Problem details:
Please count the lines in the data below that contain the word "Target" and reply with only that number.

Available data:
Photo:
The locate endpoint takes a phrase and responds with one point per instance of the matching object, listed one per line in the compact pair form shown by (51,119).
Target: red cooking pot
...
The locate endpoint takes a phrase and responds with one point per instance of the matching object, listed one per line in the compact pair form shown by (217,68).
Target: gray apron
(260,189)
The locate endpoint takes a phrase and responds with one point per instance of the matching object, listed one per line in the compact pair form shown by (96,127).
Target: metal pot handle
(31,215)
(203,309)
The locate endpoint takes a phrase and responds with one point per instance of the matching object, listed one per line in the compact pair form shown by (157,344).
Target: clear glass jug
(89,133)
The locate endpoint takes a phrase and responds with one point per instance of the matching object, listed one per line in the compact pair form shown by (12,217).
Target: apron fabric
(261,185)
==
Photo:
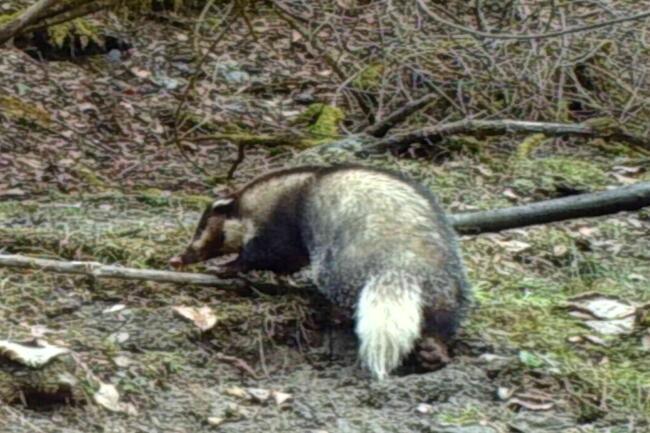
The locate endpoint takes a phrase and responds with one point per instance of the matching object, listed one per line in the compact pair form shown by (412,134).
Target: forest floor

Result of the task:
6